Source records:
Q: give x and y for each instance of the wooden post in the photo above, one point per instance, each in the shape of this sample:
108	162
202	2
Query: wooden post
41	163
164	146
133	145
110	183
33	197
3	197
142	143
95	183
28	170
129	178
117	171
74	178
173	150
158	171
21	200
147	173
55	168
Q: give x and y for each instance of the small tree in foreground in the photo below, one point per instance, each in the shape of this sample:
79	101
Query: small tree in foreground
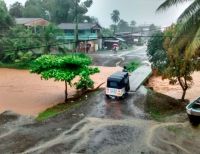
173	61
65	68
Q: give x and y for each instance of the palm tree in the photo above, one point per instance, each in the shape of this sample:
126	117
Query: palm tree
189	22
115	18
132	25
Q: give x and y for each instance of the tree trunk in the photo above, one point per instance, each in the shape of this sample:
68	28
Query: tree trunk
183	95
184	87
66	94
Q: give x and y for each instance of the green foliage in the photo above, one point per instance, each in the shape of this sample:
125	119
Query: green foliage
65	68
16	10
107	32
5	19
34	9
178	65
132	66
189	24
156	52
17	45
123	26
50	38
64	10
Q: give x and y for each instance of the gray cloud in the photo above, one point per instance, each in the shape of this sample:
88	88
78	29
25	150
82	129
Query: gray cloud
142	11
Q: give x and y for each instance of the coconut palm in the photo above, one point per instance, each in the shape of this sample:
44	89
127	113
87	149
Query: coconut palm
115	18
189	21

Short task: Reproduce the whole listing above verbatim, leaving out the pictures.

Exercise result:
Q: give x and y for each instance of the wooden post in the photo above, one point per instance, each in the shape of this sample:
108	162
202	2
Query: wooden post
41	163
164	146
133	145
110	183
33	197
3	197
142	143
95	183
28	170
129	178
117	171
74	178
173	150
158	171
21	200
147	173
55	168
Q: give x and y for each instance of the small tree in foreground in the photo below, one point per instance, each in the shape of this sample:
79	101
Query: small tree in foreground
173	61
65	68
Q: give x and y for each instance of the palm tree in the photo above, one point per instance, each in the shape of this sample:
126	117
Query: palm tree
189	22
115	18
132	25
Q: give x and y for each instance of the tree trunk in the photo above, one point per instance, each in the shape of this sample:
68	28
Query: tree trunk
183	95
184	87
66	94
Q: give x and y for each instance of the green foliage in the photo above, one point per instance, each in the shape of this sample:
125	119
Query: green foliage
65	68
16	10
107	32
5	19
34	9
178	65
132	66
189	24
156	52
17	45
123	26
50	38
64	10
Q: give x and y for each instance of the gray cloud in the photo above, one point per instance, each in the shape of this sample:
88	88
78	29
25	150
82	129
Query: gray cloud
142	11
Q: give x and y for each instance of the coconut palm in the photo above, one point per instance, each in the shape of this sample:
44	89
127	113
87	149
Query: coconut palm
115	18
189	21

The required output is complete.